## [Assigned task A]
Answer these questions from the blog post on the Harlem shake:
(i) In what year was the dance introduced?
(ii) In 2001, who featured the Harlem shake in a music video, and what was the video called?
(iii) How many patrons were in the sports bar?
## [Assigned task B]
Translate this sentence from the blog post on the Harlem shake into Spanish: "I was out with my sister last Friday to talk shop and have a beer at a local sports bar."
## [Assigned task C]
Extend the blog post on the Harlem shake, picking up after its final sentence.

08 March 2013

The Harlem what?

The Harlem shake, originally called the albee, is a dance introduced in 1981 by a Harlem resident named "Al B". The dance was initially referred to as "albee" after his name, but later became known as the Harlem shake as its prominence grew beyond the neighborhood. The dance became mainstream in 2001 when G. Dep featured the Harlem shake in his music video "Let's Get It". - Swiped from Wikipedia 

It's supposed to look like this: 

Then the annoying song "Harlem Shake" by Baauer came out. Quickly followed by a meme to go with the song:

It went viral not like in KIDS but equally disgusting if you ask me. I don't find it funny, the song is not pleasant and how did it go viral? I was out with my sister last Friday to talk shop and have a beer at a local sports bar. And for the 9 patrons in the bar the music was way too loud and no one was dancing. We had to suffer the "Harlem Shake" for what felt like 15 minutes. Okay maybe more like 5 minutes but that's 4 minutes and 59 seconds too long.

[Stored items]

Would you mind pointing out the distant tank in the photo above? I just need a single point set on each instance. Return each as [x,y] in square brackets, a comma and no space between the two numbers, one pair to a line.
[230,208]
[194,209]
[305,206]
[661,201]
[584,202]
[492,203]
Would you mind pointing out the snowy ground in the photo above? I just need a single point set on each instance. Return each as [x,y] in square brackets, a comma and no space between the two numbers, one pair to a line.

==

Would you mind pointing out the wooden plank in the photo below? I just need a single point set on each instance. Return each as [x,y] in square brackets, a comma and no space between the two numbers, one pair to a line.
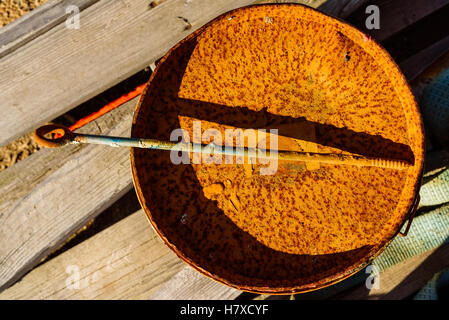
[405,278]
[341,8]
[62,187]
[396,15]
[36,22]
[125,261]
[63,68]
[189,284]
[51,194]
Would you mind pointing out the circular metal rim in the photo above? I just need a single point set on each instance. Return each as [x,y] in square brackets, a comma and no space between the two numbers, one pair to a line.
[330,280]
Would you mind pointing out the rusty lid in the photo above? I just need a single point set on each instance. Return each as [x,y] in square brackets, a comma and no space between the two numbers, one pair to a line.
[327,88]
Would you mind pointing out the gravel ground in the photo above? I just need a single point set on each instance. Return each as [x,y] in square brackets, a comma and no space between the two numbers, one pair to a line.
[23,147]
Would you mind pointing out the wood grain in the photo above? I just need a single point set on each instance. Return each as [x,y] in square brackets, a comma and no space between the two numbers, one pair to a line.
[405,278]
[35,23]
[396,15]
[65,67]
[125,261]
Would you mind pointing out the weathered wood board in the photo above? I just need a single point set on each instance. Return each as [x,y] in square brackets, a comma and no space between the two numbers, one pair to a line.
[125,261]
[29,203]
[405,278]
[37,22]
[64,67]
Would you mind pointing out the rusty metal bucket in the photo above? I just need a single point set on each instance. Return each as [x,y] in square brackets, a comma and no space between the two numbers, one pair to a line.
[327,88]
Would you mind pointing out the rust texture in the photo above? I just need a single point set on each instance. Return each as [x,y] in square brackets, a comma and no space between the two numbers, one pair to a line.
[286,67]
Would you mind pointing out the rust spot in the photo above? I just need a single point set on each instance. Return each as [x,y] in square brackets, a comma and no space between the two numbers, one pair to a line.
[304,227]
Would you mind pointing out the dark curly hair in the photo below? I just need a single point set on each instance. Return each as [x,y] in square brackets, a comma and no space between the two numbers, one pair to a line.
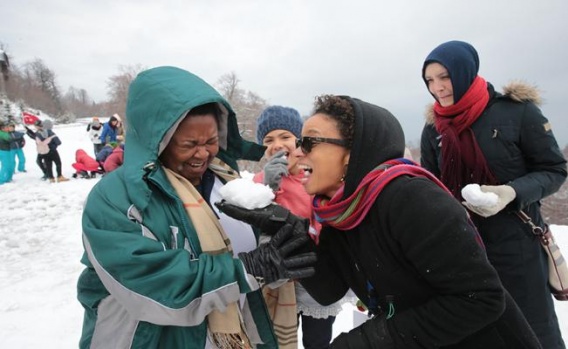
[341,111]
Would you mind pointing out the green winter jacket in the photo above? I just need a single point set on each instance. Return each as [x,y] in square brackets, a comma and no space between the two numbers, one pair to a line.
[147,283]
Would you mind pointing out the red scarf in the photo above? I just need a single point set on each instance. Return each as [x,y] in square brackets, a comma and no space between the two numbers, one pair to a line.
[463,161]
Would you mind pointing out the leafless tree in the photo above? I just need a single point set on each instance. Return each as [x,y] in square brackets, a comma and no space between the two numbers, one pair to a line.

---

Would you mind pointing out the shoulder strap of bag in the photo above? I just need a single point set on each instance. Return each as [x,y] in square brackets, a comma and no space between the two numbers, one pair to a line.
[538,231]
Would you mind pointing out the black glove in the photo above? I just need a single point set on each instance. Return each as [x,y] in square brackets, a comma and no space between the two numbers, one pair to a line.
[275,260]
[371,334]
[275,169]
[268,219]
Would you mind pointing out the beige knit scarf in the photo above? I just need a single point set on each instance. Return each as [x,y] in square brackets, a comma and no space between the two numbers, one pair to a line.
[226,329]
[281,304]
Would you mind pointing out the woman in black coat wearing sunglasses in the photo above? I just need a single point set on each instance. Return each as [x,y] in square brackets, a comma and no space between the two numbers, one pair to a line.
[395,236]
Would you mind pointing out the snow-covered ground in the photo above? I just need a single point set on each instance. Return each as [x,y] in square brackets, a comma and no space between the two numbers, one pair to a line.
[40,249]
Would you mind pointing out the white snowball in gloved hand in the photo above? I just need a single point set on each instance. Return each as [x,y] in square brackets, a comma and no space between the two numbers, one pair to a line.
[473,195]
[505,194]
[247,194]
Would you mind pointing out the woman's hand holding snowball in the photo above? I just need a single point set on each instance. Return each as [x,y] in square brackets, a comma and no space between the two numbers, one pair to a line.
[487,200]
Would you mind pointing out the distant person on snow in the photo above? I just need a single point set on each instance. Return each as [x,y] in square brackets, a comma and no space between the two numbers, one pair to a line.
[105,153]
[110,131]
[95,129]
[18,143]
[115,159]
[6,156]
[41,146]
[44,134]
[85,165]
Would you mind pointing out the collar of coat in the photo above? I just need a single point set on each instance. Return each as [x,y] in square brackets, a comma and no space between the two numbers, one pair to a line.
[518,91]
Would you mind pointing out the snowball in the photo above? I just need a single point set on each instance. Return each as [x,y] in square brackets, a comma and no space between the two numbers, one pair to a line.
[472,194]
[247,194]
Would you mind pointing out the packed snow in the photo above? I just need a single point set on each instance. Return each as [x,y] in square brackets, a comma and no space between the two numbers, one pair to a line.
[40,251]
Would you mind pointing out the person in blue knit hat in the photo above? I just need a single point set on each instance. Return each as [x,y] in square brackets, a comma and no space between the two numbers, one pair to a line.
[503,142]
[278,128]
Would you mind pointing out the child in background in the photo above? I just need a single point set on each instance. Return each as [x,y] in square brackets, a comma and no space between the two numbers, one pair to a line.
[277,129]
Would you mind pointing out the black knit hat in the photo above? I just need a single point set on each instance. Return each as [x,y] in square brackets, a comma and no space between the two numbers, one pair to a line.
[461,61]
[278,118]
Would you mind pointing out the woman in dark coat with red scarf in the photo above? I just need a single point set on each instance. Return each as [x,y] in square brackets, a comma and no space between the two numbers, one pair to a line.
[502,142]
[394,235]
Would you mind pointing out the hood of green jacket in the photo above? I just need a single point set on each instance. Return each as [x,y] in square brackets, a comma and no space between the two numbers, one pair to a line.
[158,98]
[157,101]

## [Expected answer A]
(i) 1981
(ii) G. Dep, in "Let's Get It"
(iii) 9

## [Expected answer B]
Salí con mi hermana el viernes pasado para hablar de trabajo y tomar una cerveza en un bar deportivo local.

## [Expected answer C]
Today we had a staff in-service day. You know, where teachers collaborate on stuff, do workshops and discuss up coming events. It seems that one of the departments is a pretty tight knit group. So though I can't stand the song it was nice to see camaraderie. Also, for all those kids that think teachers are no fun and all fuddy-duddys; take that. Older doesn't mean uncool, boring or unsympathetic.  

I could go on and on but I will just say this.  There are few, too few teachers who are worth their weight in gold.  And far too many that don't teach; they merely act as a regurgitation device.  They spew the same lesson plan year after year.  They don't challenge the future, they allow it to become complacent.  They don't continue to learn in order to adapt with new methods, technology or curriculum.  You guys suck!  YOU are the reason kids are failing (aside from parents no making kids strive).

So to those few who push their students to work as hard as they do; for those that help creative minds develop and those who truly care about teaching the future generations:  Thank You!  We need more like you and there are people who appreciate you.